Entries shown
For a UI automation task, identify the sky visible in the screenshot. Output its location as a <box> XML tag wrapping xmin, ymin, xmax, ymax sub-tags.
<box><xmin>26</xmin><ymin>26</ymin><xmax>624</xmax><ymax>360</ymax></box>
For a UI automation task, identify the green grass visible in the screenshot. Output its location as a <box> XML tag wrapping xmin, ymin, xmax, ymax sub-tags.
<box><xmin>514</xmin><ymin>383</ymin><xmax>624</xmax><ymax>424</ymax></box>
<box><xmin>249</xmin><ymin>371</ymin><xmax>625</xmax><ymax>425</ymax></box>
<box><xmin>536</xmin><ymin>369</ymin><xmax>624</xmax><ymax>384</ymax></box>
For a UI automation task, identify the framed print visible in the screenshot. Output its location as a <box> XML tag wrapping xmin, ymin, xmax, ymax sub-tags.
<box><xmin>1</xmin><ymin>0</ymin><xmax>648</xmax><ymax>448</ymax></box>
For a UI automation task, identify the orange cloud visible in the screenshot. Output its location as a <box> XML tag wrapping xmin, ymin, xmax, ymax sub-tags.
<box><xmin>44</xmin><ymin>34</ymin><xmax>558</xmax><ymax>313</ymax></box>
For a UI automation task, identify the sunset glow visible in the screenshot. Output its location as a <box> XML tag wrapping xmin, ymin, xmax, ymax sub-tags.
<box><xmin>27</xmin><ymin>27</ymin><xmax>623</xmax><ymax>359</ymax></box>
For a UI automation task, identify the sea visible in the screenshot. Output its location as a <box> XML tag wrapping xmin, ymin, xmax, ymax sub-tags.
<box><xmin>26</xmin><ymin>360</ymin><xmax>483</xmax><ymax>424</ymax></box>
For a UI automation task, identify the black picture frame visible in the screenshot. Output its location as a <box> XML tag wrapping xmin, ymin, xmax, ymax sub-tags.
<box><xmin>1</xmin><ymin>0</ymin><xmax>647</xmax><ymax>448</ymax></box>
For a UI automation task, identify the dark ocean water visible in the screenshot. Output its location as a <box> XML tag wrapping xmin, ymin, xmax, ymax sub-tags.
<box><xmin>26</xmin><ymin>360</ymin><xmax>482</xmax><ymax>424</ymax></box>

Problem
The whole of the data above must be given again, unaltered and complete.

Written solution
For a UI automation task, identify the sky visible in the screenshot. Output its location as a <box> XML tag wrapping xmin, ymin, xmax, ymax sub-tags.
<box><xmin>26</xmin><ymin>26</ymin><xmax>624</xmax><ymax>360</ymax></box>
For a UI automation task, identify the green grass visible in the screenshot. Output its location as a <box> XML tag wrapping xmin, ymin, xmax, ymax sub-tags.
<box><xmin>514</xmin><ymin>383</ymin><xmax>624</xmax><ymax>424</ymax></box>
<box><xmin>249</xmin><ymin>371</ymin><xmax>625</xmax><ymax>425</ymax></box>
<box><xmin>536</xmin><ymin>369</ymin><xmax>624</xmax><ymax>384</ymax></box>
For a UI automation task, identify the framed print visible in the screenshot. Output its location as a <box> XML tag wrapping xmin, ymin, xmax, ymax sub-tags.
<box><xmin>1</xmin><ymin>0</ymin><xmax>648</xmax><ymax>448</ymax></box>
For a UI automation task, identify the orange cloud visible in the screenshot. Output its location as a <box> XML tag wrapping xmin, ymin, xmax, ymax sub-tags.
<box><xmin>44</xmin><ymin>34</ymin><xmax>558</xmax><ymax>313</ymax></box>
For a UI automation task, identify the sunset glow visible in the screenshot. Output its location as a <box> XML tag wrapping xmin, ymin, xmax, ymax sub-tags.
<box><xmin>27</xmin><ymin>27</ymin><xmax>623</xmax><ymax>359</ymax></box>
For a UI automation task, identify the sea visible in the screenshot. Output its location as a <box> XML tag wrapping xmin, ymin, xmax, ymax sub-tags.
<box><xmin>26</xmin><ymin>360</ymin><xmax>483</xmax><ymax>424</ymax></box>
For a UI automation task, identify the black picture frame visible in the screenshot. Output its location as a <box> XML tag wrapping xmin, ymin, xmax, ymax sub-tags.
<box><xmin>1</xmin><ymin>0</ymin><xmax>647</xmax><ymax>448</ymax></box>
For a UI automation task, identify the dark ocean water visible in the screenshot. Output its location as a <box> XML tag wrapping xmin, ymin, xmax, ymax sub-tags.
<box><xmin>26</xmin><ymin>360</ymin><xmax>482</xmax><ymax>424</ymax></box>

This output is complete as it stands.